--- Task prompt ---
Swap every "Annotate" for "Mark" in the data from its first line through the line holding "[641,926,688,1009]", inclusive, and return only those lines with nothing else changed.

--- Extracted records ---
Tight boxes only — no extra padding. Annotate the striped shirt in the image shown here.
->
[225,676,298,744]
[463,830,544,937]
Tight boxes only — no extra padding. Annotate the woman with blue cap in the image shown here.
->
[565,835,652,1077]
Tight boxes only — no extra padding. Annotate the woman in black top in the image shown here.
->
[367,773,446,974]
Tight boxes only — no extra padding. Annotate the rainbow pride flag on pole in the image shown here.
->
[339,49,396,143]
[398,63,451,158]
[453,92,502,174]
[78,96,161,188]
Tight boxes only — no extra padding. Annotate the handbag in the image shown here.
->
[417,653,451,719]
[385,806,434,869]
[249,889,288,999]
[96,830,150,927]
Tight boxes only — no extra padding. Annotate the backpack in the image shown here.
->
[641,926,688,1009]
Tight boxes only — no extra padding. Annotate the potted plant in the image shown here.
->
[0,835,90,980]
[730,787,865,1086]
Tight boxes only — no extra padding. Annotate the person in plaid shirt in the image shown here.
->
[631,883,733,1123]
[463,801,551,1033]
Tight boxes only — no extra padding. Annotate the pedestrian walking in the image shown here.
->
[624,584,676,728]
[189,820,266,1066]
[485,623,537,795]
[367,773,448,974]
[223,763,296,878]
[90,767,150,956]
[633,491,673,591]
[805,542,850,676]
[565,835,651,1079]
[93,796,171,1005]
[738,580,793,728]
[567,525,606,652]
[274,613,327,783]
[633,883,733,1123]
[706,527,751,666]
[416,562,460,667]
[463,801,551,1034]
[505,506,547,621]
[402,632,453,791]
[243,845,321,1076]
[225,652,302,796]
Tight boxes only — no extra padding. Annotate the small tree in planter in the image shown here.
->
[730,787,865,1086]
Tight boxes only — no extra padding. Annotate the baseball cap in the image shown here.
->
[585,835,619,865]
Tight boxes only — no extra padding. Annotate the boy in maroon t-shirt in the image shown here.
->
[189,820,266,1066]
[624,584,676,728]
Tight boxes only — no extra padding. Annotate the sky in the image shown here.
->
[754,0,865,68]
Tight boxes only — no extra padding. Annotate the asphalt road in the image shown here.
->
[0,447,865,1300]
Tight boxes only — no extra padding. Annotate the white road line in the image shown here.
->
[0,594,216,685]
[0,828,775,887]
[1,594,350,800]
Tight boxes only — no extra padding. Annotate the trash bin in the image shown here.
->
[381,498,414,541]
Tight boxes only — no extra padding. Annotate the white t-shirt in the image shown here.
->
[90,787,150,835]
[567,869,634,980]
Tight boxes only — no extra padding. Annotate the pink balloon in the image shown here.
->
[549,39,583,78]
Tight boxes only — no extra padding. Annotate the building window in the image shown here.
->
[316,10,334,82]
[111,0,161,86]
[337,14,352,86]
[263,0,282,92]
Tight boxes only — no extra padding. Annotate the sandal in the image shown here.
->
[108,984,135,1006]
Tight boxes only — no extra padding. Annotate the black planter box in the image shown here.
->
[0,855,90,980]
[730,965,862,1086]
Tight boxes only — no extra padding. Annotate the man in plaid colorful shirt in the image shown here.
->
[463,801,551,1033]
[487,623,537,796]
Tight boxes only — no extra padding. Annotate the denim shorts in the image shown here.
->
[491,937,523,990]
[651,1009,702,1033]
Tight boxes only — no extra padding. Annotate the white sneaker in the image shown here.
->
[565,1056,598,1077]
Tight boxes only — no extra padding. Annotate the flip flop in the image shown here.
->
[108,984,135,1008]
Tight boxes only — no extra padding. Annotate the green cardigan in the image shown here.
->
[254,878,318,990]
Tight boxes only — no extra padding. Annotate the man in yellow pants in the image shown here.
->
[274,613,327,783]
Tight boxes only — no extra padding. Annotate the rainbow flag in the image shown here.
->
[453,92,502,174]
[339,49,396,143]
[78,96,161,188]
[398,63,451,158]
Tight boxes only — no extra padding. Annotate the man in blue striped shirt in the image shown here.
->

--- Task result ---
Tight boxes only — no extra padding. Mark the striped shirt in the image shown here.
->
[225,676,298,744]
[463,830,544,937]
Tight boxes only — no extra padding. Mark the woman with blue cap in the image shown here.
->
[565,835,652,1077]
Tight boxes only — no extra padding. Mark the woman in black top in the image shown here.
->
[367,773,446,974]
Tight boxes only — no extra padding. Mark the rainbow pride flag on pole in the image shown here.
->
[339,49,396,143]
[398,63,451,158]
[453,92,502,174]
[78,96,161,188]
Tight boxes only — no extra padding. Mark the handbag in the image shown here.
->
[417,653,451,719]
[385,806,434,869]
[249,889,288,999]
[96,830,150,927]
Tight boxes only — no extra padding. Mark the backpack in the image shown here.
->
[641,926,688,1009]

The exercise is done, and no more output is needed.